**Texto:**
....

Todavía cubren hoy -más o menos desarrollados y conservados- casi un tercio de la superficie del planeta. Tienen unos beneficios evidentes, como bien saben quienes viven cerca: alrededor de 1.600 millones de personas -que sostienen con ellos parte de su economía y dulcifican el día a día- y los animales, plantas y otros seres vivos que en ellos se acomodan (casi el 80% de las especies conocidas). Además extienden sus beneficios sociales y ecológicos por todo el mundo. Procuran materias primas imprescindibles para ciertas tareas constructivas o de consumo, protegen el suelo y evitan la desertificación, atemperan el clima y limpian el aire. Pero muchos -los bosques de Amazonía entre ellos- desaparecerán de aquí a 300 años, según leímos recientemente en la revista Nature. De ahí que la FAO pidiese hace un par de meses a los gobiernos de América Latina la reducción de la deforestación.

....

[Entradas de un conjunto de anotaciones de puntos]
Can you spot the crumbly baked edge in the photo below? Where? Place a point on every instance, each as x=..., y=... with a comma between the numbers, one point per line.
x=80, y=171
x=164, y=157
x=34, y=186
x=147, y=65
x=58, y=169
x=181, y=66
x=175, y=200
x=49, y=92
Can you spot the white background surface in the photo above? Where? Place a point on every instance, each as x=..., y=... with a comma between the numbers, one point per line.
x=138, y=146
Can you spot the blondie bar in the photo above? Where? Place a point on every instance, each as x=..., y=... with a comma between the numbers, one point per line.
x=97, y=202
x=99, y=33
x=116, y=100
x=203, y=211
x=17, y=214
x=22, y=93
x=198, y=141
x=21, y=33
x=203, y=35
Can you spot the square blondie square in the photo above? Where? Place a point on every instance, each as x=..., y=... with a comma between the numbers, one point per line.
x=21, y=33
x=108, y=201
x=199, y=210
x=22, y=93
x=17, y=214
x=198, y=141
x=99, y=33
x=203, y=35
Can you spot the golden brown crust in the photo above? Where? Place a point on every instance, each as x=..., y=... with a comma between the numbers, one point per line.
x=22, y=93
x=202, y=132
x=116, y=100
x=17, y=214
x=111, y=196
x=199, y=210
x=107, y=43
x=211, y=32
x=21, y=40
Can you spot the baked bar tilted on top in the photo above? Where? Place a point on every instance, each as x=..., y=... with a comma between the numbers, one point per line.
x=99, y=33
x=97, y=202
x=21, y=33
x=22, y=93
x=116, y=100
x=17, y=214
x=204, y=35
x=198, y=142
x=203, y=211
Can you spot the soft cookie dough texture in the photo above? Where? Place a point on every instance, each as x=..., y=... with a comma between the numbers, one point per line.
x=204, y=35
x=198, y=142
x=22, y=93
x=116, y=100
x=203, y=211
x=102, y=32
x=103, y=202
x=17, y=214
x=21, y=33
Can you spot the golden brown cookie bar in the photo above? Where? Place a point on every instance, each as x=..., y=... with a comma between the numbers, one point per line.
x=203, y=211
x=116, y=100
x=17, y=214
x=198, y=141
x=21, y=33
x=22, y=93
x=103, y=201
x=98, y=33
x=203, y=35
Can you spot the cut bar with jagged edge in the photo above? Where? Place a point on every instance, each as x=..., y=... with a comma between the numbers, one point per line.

....

**Tareas y ejercicios:**
1. Transcribe íntegro y sin cambios el texto sobre los bosques.
2. En los registros, toma el tramo que abre con la línea que contiene "Can you spot the soft" y cierra con el final de los registros. Reescríbelo sustituyendo "cookie" por "biscuit" y sin alterar nada más.

**Soluciones:**
1.
Todavía cubren hoy -más o menos desarrollados y conservados- casi un tercio de la superficie del planeta. Tienen unos beneficios evidentes, como bien saben quienes viven cerca: alrededor de 1.600 millones de personas -que sostienen con ellos parte de su economía y dulcifican el día a día- y los animales, plantas y otros seres vivos que en ellos se acomodan (casi el 80% de las especies conocidas). Además extienden sus beneficios sociales y ecológicos por todo el mundo. Procuran materias primas imprescindibles para ciertas tareas constructivas o de consumo, protegen el suelo y evitan la desertificación, atemperan el clima y limpian el aire. Pero muchos -los bosques de Amazonía entre ellos- desaparecerán de aquí a 300 años, según leímos recientemente en la revista Nature. De ahí que la FAO pidiese hace un par de meses a los gobiernos de América Latina la reducción de la deforestación.

2.
Can you spot the soft biscuit dough texture in the photo above? Where? Place a point on every instance, each as x=..., y=... with a comma between the numbers, one point per line.
x=204, y=35
x=198, y=142
x=22, y=93
x=116, y=100
x=203, y=211
x=102, y=32
x=103, y=202
x=17, y=214
x=21, y=33
Can you spot the golden brown biscuit bar in the photo above? Where? Place a point on every instance, each as x=..., y=... with a comma between the numbers, one point per line.
x=203, y=211
x=116, y=100
x=17, y=214
x=198, y=141
x=21, y=33
x=22, y=93
x=103, y=201
x=98, y=33
x=203, y=35
Can you spot the cut bar with jagged edge in the photo above? Where? Place a point on every instance, each as x=..., y=... with a comma between the numbers, one point per line.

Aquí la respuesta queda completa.